* START *

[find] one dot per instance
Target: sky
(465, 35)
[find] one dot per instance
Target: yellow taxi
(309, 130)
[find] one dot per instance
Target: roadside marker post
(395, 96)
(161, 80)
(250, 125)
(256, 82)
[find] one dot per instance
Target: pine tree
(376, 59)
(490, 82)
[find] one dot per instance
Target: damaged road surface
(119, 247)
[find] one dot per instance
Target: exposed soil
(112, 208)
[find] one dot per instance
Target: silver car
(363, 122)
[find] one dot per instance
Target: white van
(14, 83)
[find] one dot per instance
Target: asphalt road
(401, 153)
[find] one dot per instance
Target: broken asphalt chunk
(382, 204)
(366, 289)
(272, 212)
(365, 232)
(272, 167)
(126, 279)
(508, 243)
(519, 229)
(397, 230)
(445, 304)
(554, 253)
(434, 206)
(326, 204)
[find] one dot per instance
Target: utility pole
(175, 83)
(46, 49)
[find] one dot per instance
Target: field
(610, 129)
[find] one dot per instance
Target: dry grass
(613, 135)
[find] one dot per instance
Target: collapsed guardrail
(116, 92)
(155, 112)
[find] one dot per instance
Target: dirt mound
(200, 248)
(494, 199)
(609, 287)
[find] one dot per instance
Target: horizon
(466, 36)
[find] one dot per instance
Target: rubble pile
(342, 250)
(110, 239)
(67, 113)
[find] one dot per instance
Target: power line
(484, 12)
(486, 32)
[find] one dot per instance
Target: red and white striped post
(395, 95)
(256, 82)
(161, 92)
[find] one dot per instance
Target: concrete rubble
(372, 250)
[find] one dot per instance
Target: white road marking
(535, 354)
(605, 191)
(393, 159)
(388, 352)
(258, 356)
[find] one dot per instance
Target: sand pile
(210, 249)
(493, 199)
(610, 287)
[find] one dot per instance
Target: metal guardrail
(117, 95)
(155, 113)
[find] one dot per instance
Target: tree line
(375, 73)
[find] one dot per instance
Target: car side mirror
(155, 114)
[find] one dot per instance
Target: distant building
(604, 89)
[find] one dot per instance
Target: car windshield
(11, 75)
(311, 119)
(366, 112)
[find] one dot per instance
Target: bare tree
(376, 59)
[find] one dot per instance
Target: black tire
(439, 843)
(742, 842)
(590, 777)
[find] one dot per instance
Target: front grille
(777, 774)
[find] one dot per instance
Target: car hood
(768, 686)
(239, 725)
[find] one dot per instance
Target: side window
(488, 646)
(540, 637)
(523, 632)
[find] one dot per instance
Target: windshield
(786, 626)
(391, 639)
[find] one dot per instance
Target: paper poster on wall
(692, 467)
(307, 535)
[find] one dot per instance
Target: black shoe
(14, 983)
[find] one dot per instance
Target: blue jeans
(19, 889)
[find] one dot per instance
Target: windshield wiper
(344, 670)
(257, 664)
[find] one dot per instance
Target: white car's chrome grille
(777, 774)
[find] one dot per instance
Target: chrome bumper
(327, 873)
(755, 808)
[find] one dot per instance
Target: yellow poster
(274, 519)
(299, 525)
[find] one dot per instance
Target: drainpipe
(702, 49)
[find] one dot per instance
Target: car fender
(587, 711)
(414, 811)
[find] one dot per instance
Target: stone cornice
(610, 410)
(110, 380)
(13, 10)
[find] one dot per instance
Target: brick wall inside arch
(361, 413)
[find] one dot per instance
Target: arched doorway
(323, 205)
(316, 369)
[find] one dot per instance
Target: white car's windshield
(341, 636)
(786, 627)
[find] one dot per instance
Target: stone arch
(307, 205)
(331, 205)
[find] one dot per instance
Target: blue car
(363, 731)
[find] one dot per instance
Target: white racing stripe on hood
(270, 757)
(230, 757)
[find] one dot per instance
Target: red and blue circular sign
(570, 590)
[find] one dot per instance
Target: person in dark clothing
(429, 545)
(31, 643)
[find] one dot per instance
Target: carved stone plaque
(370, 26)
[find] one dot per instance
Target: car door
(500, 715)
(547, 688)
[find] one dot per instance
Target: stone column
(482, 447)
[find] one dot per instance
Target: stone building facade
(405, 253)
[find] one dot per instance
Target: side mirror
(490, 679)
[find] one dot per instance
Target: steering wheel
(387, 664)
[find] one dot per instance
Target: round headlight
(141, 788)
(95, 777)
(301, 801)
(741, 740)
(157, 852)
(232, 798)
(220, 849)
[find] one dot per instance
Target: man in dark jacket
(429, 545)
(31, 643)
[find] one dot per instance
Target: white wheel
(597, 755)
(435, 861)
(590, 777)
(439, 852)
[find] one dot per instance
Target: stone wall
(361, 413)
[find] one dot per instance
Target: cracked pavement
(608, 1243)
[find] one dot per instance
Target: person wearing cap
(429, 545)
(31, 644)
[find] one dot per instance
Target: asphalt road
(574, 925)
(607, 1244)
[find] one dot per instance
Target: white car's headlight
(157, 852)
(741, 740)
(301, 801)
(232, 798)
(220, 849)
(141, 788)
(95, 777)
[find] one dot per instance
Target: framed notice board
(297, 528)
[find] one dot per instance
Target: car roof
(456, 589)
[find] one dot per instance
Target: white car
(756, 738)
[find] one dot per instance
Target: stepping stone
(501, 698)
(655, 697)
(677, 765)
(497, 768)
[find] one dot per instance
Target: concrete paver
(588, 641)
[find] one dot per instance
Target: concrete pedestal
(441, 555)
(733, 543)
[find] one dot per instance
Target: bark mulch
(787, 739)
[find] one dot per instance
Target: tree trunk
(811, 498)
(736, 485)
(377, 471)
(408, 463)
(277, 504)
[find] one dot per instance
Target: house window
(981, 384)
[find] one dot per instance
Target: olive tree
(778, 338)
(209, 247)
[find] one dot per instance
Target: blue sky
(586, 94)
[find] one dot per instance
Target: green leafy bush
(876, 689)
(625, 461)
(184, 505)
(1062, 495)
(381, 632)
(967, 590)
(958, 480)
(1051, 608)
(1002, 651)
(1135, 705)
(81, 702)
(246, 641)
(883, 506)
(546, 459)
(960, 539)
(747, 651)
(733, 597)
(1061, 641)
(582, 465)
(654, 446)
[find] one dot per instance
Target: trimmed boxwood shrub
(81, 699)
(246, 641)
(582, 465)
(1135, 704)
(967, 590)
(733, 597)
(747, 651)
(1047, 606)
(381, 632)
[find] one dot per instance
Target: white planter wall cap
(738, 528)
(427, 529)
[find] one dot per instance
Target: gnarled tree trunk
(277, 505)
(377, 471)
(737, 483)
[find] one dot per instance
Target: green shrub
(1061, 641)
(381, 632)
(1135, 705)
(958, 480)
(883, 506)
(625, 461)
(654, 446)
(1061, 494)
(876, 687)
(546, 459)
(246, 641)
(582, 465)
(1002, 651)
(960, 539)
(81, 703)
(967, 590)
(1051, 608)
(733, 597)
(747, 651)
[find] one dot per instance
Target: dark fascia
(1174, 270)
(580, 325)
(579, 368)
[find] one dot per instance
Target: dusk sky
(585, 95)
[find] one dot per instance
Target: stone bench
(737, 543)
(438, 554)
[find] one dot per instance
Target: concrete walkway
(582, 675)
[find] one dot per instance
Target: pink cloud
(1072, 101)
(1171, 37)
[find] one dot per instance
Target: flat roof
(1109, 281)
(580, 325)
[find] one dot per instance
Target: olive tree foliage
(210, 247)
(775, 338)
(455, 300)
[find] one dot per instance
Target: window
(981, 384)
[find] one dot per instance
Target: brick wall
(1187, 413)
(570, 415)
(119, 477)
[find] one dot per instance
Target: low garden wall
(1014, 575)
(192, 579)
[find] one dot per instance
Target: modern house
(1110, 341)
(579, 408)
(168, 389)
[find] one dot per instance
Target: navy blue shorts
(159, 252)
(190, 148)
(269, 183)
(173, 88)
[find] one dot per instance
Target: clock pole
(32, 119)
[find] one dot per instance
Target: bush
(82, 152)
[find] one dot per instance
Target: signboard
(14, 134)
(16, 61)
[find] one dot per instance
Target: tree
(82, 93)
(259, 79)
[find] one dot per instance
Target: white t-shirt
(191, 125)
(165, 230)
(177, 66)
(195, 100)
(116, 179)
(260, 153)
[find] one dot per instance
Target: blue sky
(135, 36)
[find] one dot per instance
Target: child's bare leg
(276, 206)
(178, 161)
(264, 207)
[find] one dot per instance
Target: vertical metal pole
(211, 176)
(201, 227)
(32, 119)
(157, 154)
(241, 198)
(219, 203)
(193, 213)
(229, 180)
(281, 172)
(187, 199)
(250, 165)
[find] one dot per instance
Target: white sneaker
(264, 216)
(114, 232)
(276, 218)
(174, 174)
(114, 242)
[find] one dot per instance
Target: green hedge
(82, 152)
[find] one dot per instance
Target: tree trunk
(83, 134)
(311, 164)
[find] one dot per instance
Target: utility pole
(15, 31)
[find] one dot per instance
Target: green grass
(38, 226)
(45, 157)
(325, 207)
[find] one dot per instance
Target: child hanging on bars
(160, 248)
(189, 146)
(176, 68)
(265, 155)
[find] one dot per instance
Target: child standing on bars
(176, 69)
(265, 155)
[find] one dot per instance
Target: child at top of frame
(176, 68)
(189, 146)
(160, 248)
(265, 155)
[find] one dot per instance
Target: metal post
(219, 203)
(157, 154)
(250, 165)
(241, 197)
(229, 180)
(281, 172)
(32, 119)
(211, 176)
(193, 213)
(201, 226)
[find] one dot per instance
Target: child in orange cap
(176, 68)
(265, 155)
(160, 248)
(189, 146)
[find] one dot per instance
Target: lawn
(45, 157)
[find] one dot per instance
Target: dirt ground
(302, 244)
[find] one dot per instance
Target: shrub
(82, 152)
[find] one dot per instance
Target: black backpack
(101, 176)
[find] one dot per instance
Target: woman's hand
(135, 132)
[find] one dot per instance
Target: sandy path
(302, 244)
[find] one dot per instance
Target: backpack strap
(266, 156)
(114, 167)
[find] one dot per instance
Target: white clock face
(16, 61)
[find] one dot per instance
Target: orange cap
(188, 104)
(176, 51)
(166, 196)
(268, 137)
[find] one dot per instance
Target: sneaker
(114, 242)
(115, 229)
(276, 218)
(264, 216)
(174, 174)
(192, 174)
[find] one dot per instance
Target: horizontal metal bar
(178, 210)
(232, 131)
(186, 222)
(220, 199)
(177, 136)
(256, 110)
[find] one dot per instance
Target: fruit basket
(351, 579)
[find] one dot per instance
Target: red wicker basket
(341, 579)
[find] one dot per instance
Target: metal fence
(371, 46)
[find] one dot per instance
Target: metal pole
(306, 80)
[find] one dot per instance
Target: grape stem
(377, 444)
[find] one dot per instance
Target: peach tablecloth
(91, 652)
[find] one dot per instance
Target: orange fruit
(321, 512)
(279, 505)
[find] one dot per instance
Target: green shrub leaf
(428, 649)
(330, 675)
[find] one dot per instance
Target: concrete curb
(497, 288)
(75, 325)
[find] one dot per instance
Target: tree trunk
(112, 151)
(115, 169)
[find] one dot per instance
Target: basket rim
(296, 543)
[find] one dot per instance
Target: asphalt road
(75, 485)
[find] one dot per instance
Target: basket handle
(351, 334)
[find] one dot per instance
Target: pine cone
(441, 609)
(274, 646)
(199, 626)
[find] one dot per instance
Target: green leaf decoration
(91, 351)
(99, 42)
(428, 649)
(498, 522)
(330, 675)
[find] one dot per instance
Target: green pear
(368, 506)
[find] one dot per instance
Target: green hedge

* END *

§ **TASK DESCRIPTION**: Pick out every line of the material that contains the word "metal", copying each such line in full. Case counts, so match the word only where its capitalization is the same.

§ **COMPLETE OUTPUT**:
Target: metal guardrail
Target: vertical metal pole
Target: metal post
Target: horizontal metal bar
Target: metal fence
Target: metal pole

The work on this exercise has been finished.